## Kurze Übung A:
Gib aus dem Auszug zum BGH-Beschluss den Wortlaut von „02.11.2022 · IWW-Abrufnummer“ bis einschließlich „anwaltlich versichern muss.“ unverändert aus.
## Kurze Übung B:
Beantworte anhand des Auszugs zum BGH-Beschluss:
(i) An welchem Datum erging der Beschluss?
(ii) Welches Aktenzeichen trägt der Beschluss?
(iii) Wie lange nach der Ersatzeinreichung erfolgte die nachgeholte Glaubhaftmachung?
## Kurze Übung C:
Bitte schreib den Auszug zum BGH-Beschluss im Anschluss an seinen letzten Satz weiter.

## Ausgewählter Auszug:

::::

02.11.2022 · IWW-Abrufnummer 232052
Bundesgerichtshof: Beschluss vom 21.09.2022 – XII ZB 264/22
a) Die Glaubhaftmachung der vorübergehenden Unmöglichkeit der Einreichung eines Schriftsatzes als elektronisches Dokument bedarf einer aus sich heraus verständlichen, geschlossenen Schilderung der tatsächlichen Abläufe oder Umstände, deren Richtigkeit der Rechtsanwalt unter Bezugnahme auf seine Standespflichten anwaltlich versichern muss.
b) Eine nachgeholte Glaubhaftmachung dreieinhalb Wochen nach der Ersatzeinreichung ist nicht unverzüglich erfolgt.

::::

(Datensätze zur Ortsbeschriftung)
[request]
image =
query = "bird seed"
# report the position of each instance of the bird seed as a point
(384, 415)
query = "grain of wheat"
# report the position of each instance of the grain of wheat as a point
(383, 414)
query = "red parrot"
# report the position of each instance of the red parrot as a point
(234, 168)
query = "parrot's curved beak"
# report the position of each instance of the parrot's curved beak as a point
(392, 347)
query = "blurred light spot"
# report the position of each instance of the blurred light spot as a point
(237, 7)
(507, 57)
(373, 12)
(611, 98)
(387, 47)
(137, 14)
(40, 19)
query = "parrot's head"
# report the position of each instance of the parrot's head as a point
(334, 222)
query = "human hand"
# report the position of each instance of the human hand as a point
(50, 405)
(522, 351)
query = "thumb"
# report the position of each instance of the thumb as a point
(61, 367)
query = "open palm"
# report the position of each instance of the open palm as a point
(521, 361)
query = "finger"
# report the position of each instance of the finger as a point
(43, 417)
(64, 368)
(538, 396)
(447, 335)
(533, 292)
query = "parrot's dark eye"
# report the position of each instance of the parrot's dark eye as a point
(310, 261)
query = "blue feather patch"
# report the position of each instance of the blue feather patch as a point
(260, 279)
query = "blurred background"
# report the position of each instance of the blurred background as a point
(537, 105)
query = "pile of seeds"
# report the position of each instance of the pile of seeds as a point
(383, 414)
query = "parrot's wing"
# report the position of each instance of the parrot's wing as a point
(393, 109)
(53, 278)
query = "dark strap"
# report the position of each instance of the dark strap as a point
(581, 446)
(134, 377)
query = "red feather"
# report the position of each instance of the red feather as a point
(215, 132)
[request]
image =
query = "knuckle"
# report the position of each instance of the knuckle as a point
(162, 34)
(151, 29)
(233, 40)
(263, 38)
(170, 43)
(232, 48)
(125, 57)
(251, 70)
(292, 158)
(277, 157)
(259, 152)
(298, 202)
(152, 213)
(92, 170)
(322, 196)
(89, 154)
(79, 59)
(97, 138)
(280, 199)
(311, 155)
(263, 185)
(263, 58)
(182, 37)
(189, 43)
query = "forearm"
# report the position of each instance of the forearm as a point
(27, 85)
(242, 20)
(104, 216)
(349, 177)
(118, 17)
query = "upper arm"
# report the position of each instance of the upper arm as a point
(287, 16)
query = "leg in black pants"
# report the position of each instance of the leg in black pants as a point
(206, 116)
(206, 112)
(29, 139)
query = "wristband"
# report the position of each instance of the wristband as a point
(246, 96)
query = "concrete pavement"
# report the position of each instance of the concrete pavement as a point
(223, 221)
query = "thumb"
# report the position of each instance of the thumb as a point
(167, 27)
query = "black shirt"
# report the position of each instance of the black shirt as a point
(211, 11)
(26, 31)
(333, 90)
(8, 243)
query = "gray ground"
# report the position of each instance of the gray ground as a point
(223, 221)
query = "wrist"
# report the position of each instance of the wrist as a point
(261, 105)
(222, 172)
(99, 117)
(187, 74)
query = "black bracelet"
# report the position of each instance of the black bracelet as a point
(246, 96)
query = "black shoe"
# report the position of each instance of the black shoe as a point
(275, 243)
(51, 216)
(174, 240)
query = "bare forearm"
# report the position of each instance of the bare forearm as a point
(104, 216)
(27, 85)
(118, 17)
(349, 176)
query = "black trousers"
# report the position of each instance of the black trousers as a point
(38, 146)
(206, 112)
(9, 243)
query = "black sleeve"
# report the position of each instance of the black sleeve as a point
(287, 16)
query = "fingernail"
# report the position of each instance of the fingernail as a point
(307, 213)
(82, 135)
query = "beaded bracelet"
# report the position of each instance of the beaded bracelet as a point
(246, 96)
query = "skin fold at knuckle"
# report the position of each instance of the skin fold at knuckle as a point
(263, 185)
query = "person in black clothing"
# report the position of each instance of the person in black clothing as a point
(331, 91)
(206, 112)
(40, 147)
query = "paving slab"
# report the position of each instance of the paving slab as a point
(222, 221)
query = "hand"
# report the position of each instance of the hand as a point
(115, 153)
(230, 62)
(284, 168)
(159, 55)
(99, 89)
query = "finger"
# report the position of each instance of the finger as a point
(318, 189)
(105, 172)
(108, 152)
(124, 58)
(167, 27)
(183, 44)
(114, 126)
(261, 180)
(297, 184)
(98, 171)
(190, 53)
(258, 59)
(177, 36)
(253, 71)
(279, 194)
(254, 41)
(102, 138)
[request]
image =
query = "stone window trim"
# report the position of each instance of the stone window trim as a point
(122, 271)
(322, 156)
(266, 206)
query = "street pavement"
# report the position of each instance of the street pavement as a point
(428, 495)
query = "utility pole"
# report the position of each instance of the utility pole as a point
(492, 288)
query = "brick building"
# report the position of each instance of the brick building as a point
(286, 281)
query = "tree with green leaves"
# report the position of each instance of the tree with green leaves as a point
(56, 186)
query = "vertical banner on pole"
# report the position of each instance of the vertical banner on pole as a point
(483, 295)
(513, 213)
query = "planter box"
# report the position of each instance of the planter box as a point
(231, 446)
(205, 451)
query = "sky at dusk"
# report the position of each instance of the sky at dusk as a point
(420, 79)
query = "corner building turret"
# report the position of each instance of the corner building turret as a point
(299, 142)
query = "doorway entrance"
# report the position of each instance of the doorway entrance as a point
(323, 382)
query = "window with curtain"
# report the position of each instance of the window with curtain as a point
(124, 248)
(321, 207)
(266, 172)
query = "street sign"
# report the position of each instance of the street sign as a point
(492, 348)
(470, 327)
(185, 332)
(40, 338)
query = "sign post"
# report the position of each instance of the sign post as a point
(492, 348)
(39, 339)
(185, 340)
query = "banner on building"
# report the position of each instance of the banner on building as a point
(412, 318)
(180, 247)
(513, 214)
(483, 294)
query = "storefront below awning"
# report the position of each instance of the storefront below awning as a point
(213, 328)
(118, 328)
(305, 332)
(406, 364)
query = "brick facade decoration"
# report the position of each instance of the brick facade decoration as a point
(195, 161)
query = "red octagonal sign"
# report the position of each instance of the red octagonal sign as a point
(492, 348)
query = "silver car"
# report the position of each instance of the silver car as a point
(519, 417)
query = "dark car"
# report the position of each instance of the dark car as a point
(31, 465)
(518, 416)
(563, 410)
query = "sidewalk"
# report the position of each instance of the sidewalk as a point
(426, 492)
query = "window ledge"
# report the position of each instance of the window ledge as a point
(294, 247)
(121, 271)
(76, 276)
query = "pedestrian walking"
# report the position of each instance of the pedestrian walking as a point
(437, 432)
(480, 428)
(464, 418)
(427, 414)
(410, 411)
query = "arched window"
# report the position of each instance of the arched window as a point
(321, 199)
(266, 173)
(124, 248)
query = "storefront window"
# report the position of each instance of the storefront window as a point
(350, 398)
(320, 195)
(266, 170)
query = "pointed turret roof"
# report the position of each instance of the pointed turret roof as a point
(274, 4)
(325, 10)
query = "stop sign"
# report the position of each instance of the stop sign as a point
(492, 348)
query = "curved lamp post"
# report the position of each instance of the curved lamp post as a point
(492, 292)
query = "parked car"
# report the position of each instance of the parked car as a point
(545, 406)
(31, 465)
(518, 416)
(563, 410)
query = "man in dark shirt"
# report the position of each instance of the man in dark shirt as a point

::::

## Ergebnis der Übung A:
02.11.2022 · IWW-Abrufnummer 232052
Bundesgerichtshof: Beschluss vom 21.09.2022 – XII ZB 264/22
a) Die Glaubhaftmachung der vorübergehenden Unmöglichkeit der Einreichung eines Schriftsatzes als elektronisches Dokument bedarf einer aus sich heraus verständlichen, geschlossenen Schilderung der tatsächlichen Abläufe oder Umstände, deren Richtigkeit der Rechtsanwalt unter Bezugnahme auf seine Standespflichten anwaltlich versichern muss.

## Ergebnis der Übung B:
(i) Am 21.09.2022.
(ii) XII ZB 264/22.
(iii) Dreieinhalb Wochen danach.

## Ergebnis der Übung C:
Der XII. Zivilsenat des Bundesgerichtshofs hat am 21. September 2022 durch die Richter Guhling, Schilling, Dr. Günter, Dr. Nedden-Boeger und Dr. Botur
beschlossen:
Tenor:
Die Rechtsbeschwerde des Betroffenen gegen den Beschluss der 6. Zivilkammer des Landgerichts München II vom 19. Mai 2022 wird zurückgewiesen.
Das Verfahren der Rechtsbeschwerde ist gerichtskostenfrei.
Eine Festsetzung des Beschwerdewerts ( § 36 Abs. 3 GNotKG ) ist nicht veranlasst.
Gründe
I.
1
Das Amtsgericht hat durch zwei gesonderte Beschlüsse vom 21. März 2022 eine Betreuung für den Betroffenen eingerichtet und seine Unterbringung genehmigt. Beide Beschlüsse sind dem Betroffenen am 22. März 2022 zugestellt worden.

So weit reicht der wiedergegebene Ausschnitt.